What is required:
The reply should hold every record, copied exactly.

━━━━━━━━━━━━━━━━━━━━━━━━━━━━━━

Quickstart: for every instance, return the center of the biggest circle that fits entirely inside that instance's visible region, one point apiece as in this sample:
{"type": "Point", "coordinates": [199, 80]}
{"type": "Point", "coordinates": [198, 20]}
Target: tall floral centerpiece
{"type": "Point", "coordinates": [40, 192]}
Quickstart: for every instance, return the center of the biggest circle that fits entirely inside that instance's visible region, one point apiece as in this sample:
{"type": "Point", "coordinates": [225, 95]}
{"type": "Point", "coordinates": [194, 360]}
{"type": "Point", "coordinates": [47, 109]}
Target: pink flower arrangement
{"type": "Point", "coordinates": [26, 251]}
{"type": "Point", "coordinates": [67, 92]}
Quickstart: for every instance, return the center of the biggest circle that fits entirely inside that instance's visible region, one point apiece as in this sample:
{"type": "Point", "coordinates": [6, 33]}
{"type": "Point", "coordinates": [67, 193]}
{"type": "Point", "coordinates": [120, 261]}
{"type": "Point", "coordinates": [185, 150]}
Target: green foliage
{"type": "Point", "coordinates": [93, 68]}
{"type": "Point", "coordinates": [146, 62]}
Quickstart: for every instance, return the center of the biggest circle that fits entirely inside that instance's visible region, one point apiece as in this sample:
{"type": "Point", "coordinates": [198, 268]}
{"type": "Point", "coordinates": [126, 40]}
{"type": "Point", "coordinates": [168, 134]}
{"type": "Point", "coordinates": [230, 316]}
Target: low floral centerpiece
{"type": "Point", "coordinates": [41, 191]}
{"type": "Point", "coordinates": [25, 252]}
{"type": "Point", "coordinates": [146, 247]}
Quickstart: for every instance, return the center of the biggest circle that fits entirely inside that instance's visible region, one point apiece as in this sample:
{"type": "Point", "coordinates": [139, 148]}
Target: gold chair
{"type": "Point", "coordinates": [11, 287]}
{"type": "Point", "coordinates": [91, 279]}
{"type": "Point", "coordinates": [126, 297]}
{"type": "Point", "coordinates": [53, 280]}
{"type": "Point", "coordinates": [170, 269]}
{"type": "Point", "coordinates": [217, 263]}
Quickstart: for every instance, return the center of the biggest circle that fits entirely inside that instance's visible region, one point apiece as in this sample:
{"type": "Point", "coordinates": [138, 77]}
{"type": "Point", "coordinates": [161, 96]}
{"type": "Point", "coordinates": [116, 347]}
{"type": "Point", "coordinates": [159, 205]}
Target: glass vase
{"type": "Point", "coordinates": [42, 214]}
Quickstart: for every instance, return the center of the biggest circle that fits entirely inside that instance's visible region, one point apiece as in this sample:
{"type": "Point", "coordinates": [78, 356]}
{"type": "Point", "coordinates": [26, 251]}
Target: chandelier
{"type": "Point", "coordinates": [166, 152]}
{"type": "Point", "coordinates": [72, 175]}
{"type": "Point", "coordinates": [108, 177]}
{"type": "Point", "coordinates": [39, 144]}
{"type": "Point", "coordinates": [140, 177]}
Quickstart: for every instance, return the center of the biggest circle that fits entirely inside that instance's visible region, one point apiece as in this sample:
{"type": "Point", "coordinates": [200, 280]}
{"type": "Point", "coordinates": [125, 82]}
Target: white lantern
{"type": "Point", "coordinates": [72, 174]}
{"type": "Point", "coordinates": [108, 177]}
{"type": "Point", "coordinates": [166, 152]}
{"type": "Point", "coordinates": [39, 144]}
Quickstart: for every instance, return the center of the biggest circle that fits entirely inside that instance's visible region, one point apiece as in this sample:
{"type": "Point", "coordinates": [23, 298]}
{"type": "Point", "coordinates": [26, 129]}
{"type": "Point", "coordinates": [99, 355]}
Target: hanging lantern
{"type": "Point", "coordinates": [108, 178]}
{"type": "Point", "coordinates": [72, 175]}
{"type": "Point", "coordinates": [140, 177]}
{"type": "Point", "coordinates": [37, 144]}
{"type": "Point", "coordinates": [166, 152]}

━━━━━━━━━━━━━━━━━━━━━━━━━━━━━━

Answer to this problem:
Quickstart: for every instance, return the center of the biggest circle that fits entirely inside that instance's visible region, one point apiece as in this sample:
{"type": "Point", "coordinates": [199, 80]}
{"type": "Point", "coordinates": [198, 20]}
Target: tall floral centerpiece
{"type": "Point", "coordinates": [40, 192]}
Quickstart: for every instance, return the center of the biggest circle that fits entirely inside that instance's visible region, one point apiece as in this sample:
{"type": "Point", "coordinates": [225, 95]}
{"type": "Point", "coordinates": [194, 360]}
{"type": "Point", "coordinates": [47, 109]}
Target: pink flower arrangement
{"type": "Point", "coordinates": [26, 251]}
{"type": "Point", "coordinates": [67, 92]}
Quickstart: for every instance, return the center of the biggest circle that fits entirely inside that instance's visible region, one point apiece as in this sample:
{"type": "Point", "coordinates": [6, 33]}
{"type": "Point", "coordinates": [67, 193]}
{"type": "Point", "coordinates": [120, 261]}
{"type": "Point", "coordinates": [185, 150]}
Target: green foliage
{"type": "Point", "coordinates": [93, 68]}
{"type": "Point", "coordinates": [146, 62]}
Quickstart: for every instance, return the center of the biggest circle that fits entirely inside that instance's visible region, one point apiece as in this sample:
{"type": "Point", "coordinates": [198, 268]}
{"type": "Point", "coordinates": [126, 40]}
{"type": "Point", "coordinates": [168, 134]}
{"type": "Point", "coordinates": [230, 316]}
Target: low floral centerpiece
{"type": "Point", "coordinates": [41, 191]}
{"type": "Point", "coordinates": [25, 252]}
{"type": "Point", "coordinates": [146, 247]}
Quickstart: for every instance, return the center of the biggest circle that fits entirely inside that instance's visible region, one point apiece as in this sample:
{"type": "Point", "coordinates": [139, 148]}
Target: gold chair
{"type": "Point", "coordinates": [11, 287]}
{"type": "Point", "coordinates": [91, 279]}
{"type": "Point", "coordinates": [126, 297]}
{"type": "Point", "coordinates": [53, 280]}
{"type": "Point", "coordinates": [170, 269]}
{"type": "Point", "coordinates": [217, 263]}
Quickstart: for every instance, return the center of the biggest circle that fits entirely inside that instance's visible region, one point apiece as in this sample:
{"type": "Point", "coordinates": [138, 77]}
{"type": "Point", "coordinates": [161, 96]}
{"type": "Point", "coordinates": [116, 347]}
{"type": "Point", "coordinates": [159, 205]}
Target: glass vase
{"type": "Point", "coordinates": [42, 214]}
Quickstart: for every instance, return the center of the biggest circle that fits entirely inside that instance's visible region, one point apiece as in this sample:
{"type": "Point", "coordinates": [78, 356]}
{"type": "Point", "coordinates": [26, 251]}
Target: chandelier
{"type": "Point", "coordinates": [166, 152]}
{"type": "Point", "coordinates": [72, 175]}
{"type": "Point", "coordinates": [108, 177]}
{"type": "Point", "coordinates": [39, 144]}
{"type": "Point", "coordinates": [140, 177]}
Quickstart: for every instance, return the center of the biggest circle that fits entirely inside that instance's visible region, one point apiece as in this sample:
{"type": "Point", "coordinates": [200, 280]}
{"type": "Point", "coordinates": [125, 82]}
Target: white lantern
{"type": "Point", "coordinates": [72, 174]}
{"type": "Point", "coordinates": [108, 177]}
{"type": "Point", "coordinates": [166, 152]}
{"type": "Point", "coordinates": [39, 144]}
Quickstart: for every instance, return the center of the biggest circle that fits entirely inside that instance's visible region, one point apiece as in this sample:
{"type": "Point", "coordinates": [23, 298]}
{"type": "Point", "coordinates": [26, 129]}
{"type": "Point", "coordinates": [99, 355]}
Target: hanging lantern
{"type": "Point", "coordinates": [108, 178]}
{"type": "Point", "coordinates": [72, 175]}
{"type": "Point", "coordinates": [140, 177]}
{"type": "Point", "coordinates": [37, 144]}
{"type": "Point", "coordinates": [166, 152]}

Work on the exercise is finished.